Quoted passage:
---

# Malaria Detection

## Problem Summary

**The context:** Malaria is a life-threatening disease caused by Plasmodium parasites, transmitted through the bites of infected female Anopheles mosquitoes. It remains prevalent in tropical and subtropical regions, leading to over 500,000 deaths in 2023 alone, with 76% of these fatalities occurring in children under five. While malaria is not directly contagious between individuals, it can spread through blood transfusions or contaminated needles.

Early detection is crucial, as malaria is curable if treated promptly. However, without timely intervention, it can become fatal within 24 hours. Symptoms range from mild—such as fever, chills, and headaches—to severe manifestations like extreme fatigue, confusion, seizures, and respiratory distress.
<br>
**The objectives:** Given the urgency of early diagnosis, this deep learning project aims to develop an efficient and accurate model to identify malaria-infected cells, ultimately supporting faster detection and improving patient outcomes.<br>
**The key questions:**

- Is the data for infected and uninfected cells balanced?

- Which deep learning architecture will be most appropriate for handling classification?

- How will overfitting be handled?

- What performance level should be prioritized?

- What is an appropriate measure of performance level for a medical diagnosis?

**The problem formulation:** Develop a deep learning-based image classification system that can accurately and efficiently identify malaria-infected cells from microscopic images, while ensuring the model is interpretable, unbiased, and scalable for real-world medical applications.

## Data Description

There are a total of 24,958 train and 2,600 test images (colored) that we have taken from microscopic images. These images are of the following categories:<br>


**Parasitized:** The parasitized cells contain the Plasmodium parasite which causes malaria<br>
**Uninfected:** The uninfected cells are free of the Plasmodium parasites<br>

## Import Libraries

In [2]:
# Transformation
import numpy as np
import os
import zipfile
import cv2
import h5py
import random

Defaulting to user installation because normal site-packages is not writeable
Note: you may need to restart the kernel to use updated packages.

---

Instructions:
(a) According to the malaria detection page, how many test images does the data contain?
(b) Reproduce the part of the malaria detection page that begins at the words "Early detection is" and stops after the words "and respiratory distress.".
None of the items are needed here.

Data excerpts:

---

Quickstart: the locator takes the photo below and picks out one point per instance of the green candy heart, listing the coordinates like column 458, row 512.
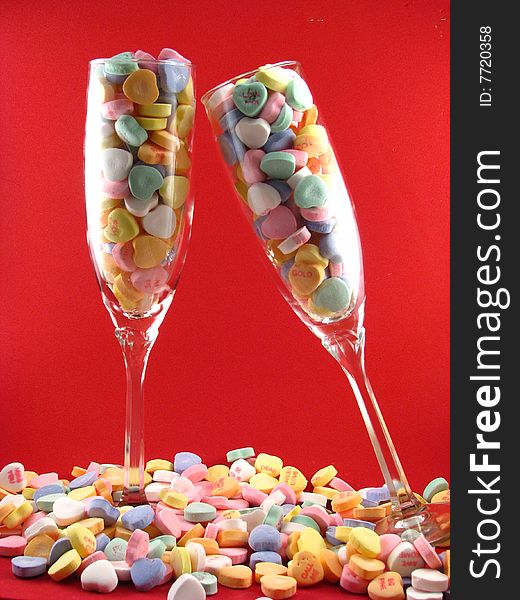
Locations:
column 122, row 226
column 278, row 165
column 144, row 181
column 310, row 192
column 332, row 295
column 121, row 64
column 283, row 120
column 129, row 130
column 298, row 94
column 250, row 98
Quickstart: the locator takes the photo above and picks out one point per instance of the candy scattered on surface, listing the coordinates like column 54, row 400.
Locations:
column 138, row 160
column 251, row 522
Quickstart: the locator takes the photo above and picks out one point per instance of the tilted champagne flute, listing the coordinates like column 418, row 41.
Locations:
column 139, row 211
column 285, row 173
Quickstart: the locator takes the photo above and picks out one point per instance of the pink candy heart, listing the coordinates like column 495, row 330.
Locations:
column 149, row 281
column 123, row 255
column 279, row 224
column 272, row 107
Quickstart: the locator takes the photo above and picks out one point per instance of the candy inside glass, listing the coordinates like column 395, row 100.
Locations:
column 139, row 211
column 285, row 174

---

Results for the exercise:
(a) 2,600

(b)
Early detection is crucial, as malaria is curable if treated promptly. However, without timely intervention, it can become fatal within 24 hours. Symptoms range from mild—such as fever, chills, and headaches—to severe manifestations like extreme fatigue, confusion, seizures, and respiratory distress.